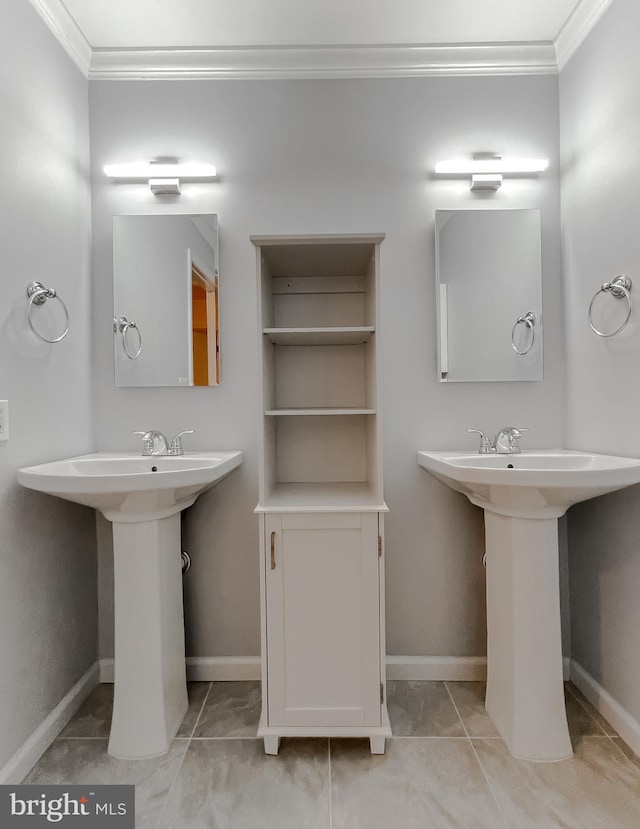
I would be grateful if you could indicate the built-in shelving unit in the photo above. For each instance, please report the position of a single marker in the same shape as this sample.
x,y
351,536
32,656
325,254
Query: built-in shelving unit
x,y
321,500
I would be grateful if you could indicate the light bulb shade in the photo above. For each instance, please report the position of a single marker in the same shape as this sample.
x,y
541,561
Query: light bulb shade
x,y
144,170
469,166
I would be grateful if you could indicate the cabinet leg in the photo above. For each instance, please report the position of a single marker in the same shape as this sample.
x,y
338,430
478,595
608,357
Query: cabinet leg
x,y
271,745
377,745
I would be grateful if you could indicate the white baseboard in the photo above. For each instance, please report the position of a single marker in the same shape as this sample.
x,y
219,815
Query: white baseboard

» **Instructions for the task**:
Everything from the line containing "I would be grateful if you could indicate the white" through the end of the entries above should be retyped exactly, and nothing else.

» **Written answer**:
I would be grateful if you could indicate the white baseboard in the photo above. For each instance, please report the position of a single marker in the same shape as this sample.
x,y
219,815
Query: white baseboard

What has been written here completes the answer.